| SOURCE TEXT |
..............................

# TF Info & Queens in South Georgia/North Florida or USDA Zone 8 / AHS Zone 9



## agm2003 (Apr 8, 2015)

I am a rookie beekeeper. After extensive reading I believe one of the most important nuggets I've learned (from several sources) is "All Beekeeping is Local". 

Therefore, as I live in extreme SW Georgia (11 miles north of Florida State line) I am looking for TF guidance and TF Queen stock:
1--in South Georgia to North Florida, but also 
2--in similar if not same USDA Cold Hardiness / AHS Heat Zones (USDA zone 8b / AHS Zone 9) (Could this be the better definition of "local" for bees?)

Thank you in advance for your help.


----------



## squarepeg (Jul 9, 2010)

welcome aboard agm!

here is a link to the 'tf members listing' thread:

http://www.beesource.com/forums/showthread.php?320882-treatment-free-member-listing

so far we don't have anyone listed in georgia and only one in florida. i believe that all of the alabama members are up in the northern part of the state. hopefully someone will chime in closer to your area.

also, is there a possibility of catching swarms from feral survivor colonies in your area?


----------



## agm2003 (Apr 8, 2015)

Squarepeg,
Thanks for the reply.  I've caught a couple swarms, but later found they were most likely from a regularly treating beekeeper that I didn't know was a mile away. I've set more traps in areas that I believe are more remote.

I have 4 hives from last year---two from those swarms, and two from a Nuc (and later split) purchased from our bee club. Three were requeened with a TF queen purchased from Florida. 

I've learned that there are 3 other beekeepers close to me (1/2 to 1.2 miles) that treat regularly. I'm working with them using the 2 articles from Dec. ABJ (Randy Oliver and ???) who both said we must improve genetics as a community. Both stated treat if needed,but if you do, then requeen with a Resistant Queen. I'm as much looking for resistant queen stock for them as for me.

Thanks again!


----------



## squarepeg (Jul 9, 2010)

awesome! good luck please keep us posted with your experiences.


----------



## tech.35058 (Jul 29, 2013)

Greetings, AGM, & welcome to the forum 
If I understand correctly, "fat Beeman" dba "Dixie Bee supply" or something like that, claims to be treatment free.
It is my understanding his queen source is in "south Georgia" ( I dunno where I got that from ).
When in doubt, ask 'em!
Good Luck ... CE


----------



## Slow Drone (Apr 19, 2014)

tech.35058 said:


> Greetings, AGM, & welcome to the forum
> If I understand correctly, "fat Beeman" dba "Dixie Bee supply" or something like that, claims to be treatment free.

..............................

| WORK TASK A |
Say whether each statement agrees with the forum thread on treatment-free beekeeping. Answer yes or no for each, and quote the words from the thread that decide it: (i) The first poster lives 11 miles north of the Florida state line. (ii) The treatment-free members listing already includes several members in Georgia. (iii) All four of the first poster's hives were requeened with a queen bought from Florida.
| WORK TASK B |
Reproduce the stretch of the treatment-free beekeeping thread from "also, is there" through "purchased from Florida.", changing every "swarms" to "bee swarms".
| WORK TASK C |
Pick up the forum thread on treatment-free beekeeping in South Georgia where it stops, and write what comes next.

| DATA EXTRACTS |
..............................

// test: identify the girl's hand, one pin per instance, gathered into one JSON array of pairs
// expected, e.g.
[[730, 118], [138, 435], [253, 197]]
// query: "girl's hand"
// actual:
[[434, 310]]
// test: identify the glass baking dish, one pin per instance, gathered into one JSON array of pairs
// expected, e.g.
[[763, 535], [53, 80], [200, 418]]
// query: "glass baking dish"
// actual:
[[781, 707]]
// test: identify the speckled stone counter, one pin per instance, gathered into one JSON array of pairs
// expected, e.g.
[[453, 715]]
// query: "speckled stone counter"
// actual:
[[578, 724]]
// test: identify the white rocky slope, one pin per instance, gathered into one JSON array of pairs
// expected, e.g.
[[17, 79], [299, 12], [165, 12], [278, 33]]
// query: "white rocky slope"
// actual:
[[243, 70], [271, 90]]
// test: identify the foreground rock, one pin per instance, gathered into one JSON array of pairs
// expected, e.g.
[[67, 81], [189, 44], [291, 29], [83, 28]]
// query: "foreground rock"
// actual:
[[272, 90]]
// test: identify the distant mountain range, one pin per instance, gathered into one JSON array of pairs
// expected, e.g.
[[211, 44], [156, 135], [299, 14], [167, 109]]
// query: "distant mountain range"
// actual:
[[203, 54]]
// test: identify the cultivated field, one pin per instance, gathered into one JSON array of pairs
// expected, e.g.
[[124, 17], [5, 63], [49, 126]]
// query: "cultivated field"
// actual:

..............................

| RESULT A |
(i) Yes: "11 miles north of Florida State line"
(ii) No: "so far we don't have anyone listed in georgia"
(iii) No: "Three were requeened with a TF queen purchased from Florida."

| RESULT B |
also, is there a possibility of catching bee swarms from feral survivor colonies in your area?


----------



## agm2003 (Apr 8, 2015)

Squarepeg,
Thanks for the reply.  I've caught a couple bee swarms, but later found they were most likely from a regularly treating beekeeper that I didn't know was a mile away. I've set more traps in areas that I believe are more remote.

I have 4 hives from last year---two from those bee swarms, and two from a Nuc (and later split) purchased from our bee club. Three were requeened with a TF queen purchased from Florida.

| RESULT C |
> It is my understanding his queen source is in "south Georgia" ( I dunno where I got that from ).
> When in doubt, ask 'em!
> Good Luck ... CE


Fat Beeman isn't treatment free just so you know.


----------



## Fusion_power (Jan 14, 2005)

Suggest getting some queens from Bill Carpenter at http://www.carpentersapiaries.com/


----------



## agm2003 (Apr 8, 2015)

Thanks to all for your replies....

Tech.35058: Slow_Drone is correct. While fat beeman states he doesn't use synthetic pesticides, he does use acids, essential oils, boric acid, etc. 

Fusion_power: The 3 queens I got last July were from Carpenters--they were great. However, I would still like to expand the genetic pool a little more if possible. Am I on the right track here?


I did see this morning another thread http://www.beesource.com/forums/showthread.php?334821-Treatment-Free-Bee-Provider-Site that links to http://treatmentfreequeens.com/
That could be very useful -- I hope it catches on. Unfortunately, there's only 2 providers shown nationwide at this time. Probably because it has fees associated with listings. Is there any way todo this on beesource?


----------



## tech.35058 (Jul 29, 2013)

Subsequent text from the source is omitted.